Reproduce all the entries precisely.

-- begin Records for this task --

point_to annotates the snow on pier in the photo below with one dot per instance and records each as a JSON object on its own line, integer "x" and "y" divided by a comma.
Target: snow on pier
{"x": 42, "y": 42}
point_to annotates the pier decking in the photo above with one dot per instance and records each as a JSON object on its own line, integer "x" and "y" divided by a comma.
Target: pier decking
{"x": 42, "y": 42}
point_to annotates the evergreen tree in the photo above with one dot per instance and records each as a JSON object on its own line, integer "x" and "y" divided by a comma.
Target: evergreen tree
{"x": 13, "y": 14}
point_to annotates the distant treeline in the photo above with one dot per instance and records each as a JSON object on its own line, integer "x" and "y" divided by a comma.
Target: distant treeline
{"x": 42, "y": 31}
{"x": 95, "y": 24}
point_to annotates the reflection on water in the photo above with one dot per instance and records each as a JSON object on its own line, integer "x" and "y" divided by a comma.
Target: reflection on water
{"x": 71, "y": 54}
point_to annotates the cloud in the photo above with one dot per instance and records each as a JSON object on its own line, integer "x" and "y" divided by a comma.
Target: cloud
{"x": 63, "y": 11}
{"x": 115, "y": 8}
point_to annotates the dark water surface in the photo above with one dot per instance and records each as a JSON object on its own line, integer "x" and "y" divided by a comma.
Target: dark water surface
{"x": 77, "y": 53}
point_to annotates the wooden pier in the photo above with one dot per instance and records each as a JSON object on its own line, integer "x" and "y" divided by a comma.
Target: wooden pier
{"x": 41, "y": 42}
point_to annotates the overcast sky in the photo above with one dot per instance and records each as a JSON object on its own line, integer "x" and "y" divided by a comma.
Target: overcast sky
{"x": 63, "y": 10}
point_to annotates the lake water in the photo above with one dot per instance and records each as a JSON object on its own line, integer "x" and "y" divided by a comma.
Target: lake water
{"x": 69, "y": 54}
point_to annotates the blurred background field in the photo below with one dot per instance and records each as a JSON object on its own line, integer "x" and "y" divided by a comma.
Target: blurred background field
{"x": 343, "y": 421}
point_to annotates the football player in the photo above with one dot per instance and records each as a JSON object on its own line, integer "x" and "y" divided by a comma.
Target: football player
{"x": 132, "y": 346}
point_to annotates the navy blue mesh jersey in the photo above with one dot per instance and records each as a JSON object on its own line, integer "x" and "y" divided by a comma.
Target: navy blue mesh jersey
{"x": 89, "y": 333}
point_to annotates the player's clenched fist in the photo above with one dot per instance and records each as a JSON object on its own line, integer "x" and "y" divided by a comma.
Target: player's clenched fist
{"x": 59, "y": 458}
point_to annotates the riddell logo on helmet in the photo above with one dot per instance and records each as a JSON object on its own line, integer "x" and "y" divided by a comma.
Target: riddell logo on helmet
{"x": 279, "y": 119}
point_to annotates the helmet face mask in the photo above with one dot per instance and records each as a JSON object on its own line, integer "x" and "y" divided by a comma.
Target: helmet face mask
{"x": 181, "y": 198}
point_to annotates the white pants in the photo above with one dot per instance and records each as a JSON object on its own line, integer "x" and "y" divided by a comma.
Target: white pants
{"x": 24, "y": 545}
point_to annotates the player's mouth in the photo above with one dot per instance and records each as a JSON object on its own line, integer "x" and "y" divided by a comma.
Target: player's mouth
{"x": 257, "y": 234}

-- end Records for this task --

[Exercise answer]
point_to annotates the snow on pier in the photo below with one dot per instance and records each as a JSON object on its own line, integer "x" and "y" divided by a comma.
Target: snow on pier
{"x": 42, "y": 42}
point_to annotates the pier decking in the photo above with one dot per instance and records each as a JSON object on its own line, integer "x" and "y" divided by a comma.
Target: pier decking
{"x": 42, "y": 42}
point_to annotates the evergreen tree in the photo above with one dot per instance and records each as a JSON object on its own line, integer "x" and "y" divided by a comma.
Target: evergreen tree
{"x": 13, "y": 14}
point_to annotates the distant treeline in the photo above with one dot per instance and records each as a JSON object on its own line, integer "x" and "y" divided by a comma.
Target: distant treeline
{"x": 42, "y": 31}
{"x": 95, "y": 24}
point_to annotates the reflection on water in the photo above with one dot per instance and records each as a JSON object on its own line, integer "x" and "y" divided by a comma.
Target: reflection on water
{"x": 71, "y": 54}
point_to annotates the cloud in the photo above with one dot per instance and records each as a JSON object on its own line, integer "x" and "y" divided by a comma.
Target: cloud
{"x": 63, "y": 11}
{"x": 115, "y": 8}
point_to annotates the dark water surface in the photo above with one dot per instance and records each as a JSON object on its own line, integer "x" and "y" divided by a comma.
Target: dark water surface
{"x": 77, "y": 53}
point_to annotates the wooden pier in the photo above with one dot per instance and records each as a JSON object on its own line, integer "x" and "y" divided by a comma.
Target: wooden pier
{"x": 41, "y": 42}
point_to annotates the overcast sky in the photo above with one dot per instance and records each as a JSON object on its own line, integer "x" and "y" divided by a comma.
Target: overcast sky
{"x": 63, "y": 10}
point_to annotates the lake water in the photo above with one dot per instance and records each as a JSON object on its own line, integer "x" and "y" divided by a comma.
Target: lake water
{"x": 69, "y": 54}
point_to annotates the blurred background field in the photo below with one dot per instance and records each as a JSON object on its own line, integer "x" and "y" divided by a comma.
Target: blurred background field
{"x": 343, "y": 421}
point_to annotates the football player in the photo above with one dot per instance and records each as a JSON object on its own line, integer "x" and "y" divided by a comma.
Target: football player
{"x": 132, "y": 346}
point_to annotates the navy blue mesh jersey in the photo above with one dot per instance and records each as a JSON object on its own line, integer "x" and "y" divided by a comma.
Target: navy blue mesh jersey
{"x": 89, "y": 333}
point_to annotates the player's clenched fist in the photo above with one dot per instance and records each as a JSON object on its own line, integer "x" and "y" divided by a comma.
Target: player's clenched fist
{"x": 59, "y": 458}
point_to annotates the riddell logo on helmet in the photo above with one dot per instance and records each as a JSON object on its own line, integer "x" and "y" divided by a comma.
Target: riddell logo on helmet
{"x": 279, "y": 119}
point_to annotates the helmet face mask in the photo above with one dot per instance and records each as a JSON object on its own line, integer "x" and "y" divided by a comma.
Target: helmet face mask
{"x": 181, "y": 198}
point_to annotates the white pants in the photo above with one dot per instance and records each as a JSON object on its own line, integer "x" and "y" divided by a comma.
Target: white pants
{"x": 24, "y": 545}
point_to annotates the player's mouth in the photo above with one dot per instance and records each as a JSON object on its own line, integer "x" and "y" divided by a comma.
Target: player's mouth
{"x": 257, "y": 234}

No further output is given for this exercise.